:: Provided entries

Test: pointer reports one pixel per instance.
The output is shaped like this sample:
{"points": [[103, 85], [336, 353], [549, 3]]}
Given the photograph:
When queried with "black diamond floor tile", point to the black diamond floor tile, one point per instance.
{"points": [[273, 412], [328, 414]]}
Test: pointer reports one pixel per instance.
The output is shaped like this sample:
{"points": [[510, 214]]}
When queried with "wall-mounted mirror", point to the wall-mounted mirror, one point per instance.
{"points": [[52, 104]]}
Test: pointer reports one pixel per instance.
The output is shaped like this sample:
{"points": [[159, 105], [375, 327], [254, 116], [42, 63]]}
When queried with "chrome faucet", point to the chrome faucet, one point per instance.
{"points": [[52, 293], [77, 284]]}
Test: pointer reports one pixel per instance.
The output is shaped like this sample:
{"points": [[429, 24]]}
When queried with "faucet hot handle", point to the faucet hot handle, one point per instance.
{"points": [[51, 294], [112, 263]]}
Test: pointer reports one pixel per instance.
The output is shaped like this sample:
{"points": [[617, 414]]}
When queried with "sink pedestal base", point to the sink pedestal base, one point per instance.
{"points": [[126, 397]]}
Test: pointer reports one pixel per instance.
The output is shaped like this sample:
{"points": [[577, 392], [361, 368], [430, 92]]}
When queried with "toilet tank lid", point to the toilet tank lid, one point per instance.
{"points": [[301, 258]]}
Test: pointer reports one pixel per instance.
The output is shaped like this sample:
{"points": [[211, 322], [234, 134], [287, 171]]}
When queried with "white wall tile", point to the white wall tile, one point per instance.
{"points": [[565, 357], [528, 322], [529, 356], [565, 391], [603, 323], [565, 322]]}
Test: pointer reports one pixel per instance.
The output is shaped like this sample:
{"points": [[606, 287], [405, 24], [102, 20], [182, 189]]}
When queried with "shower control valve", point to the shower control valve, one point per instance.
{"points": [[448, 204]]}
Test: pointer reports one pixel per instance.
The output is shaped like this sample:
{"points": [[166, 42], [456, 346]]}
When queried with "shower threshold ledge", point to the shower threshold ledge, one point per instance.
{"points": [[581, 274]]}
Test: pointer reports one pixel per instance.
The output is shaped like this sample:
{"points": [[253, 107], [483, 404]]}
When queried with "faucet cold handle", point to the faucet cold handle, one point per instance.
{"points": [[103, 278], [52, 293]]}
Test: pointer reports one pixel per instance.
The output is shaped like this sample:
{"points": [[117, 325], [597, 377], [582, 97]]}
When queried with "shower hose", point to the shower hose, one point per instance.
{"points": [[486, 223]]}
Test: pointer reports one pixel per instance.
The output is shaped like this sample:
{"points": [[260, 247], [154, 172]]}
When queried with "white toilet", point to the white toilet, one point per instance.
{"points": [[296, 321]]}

::::

Report every line in the entries above that contains the string "tile", copying each such line in full.

When queried with "black diamond floor tile", point to the black diamond floor tile, one point per instance.
When queried with "white wall tile", point to the white wall tile, one point per instance.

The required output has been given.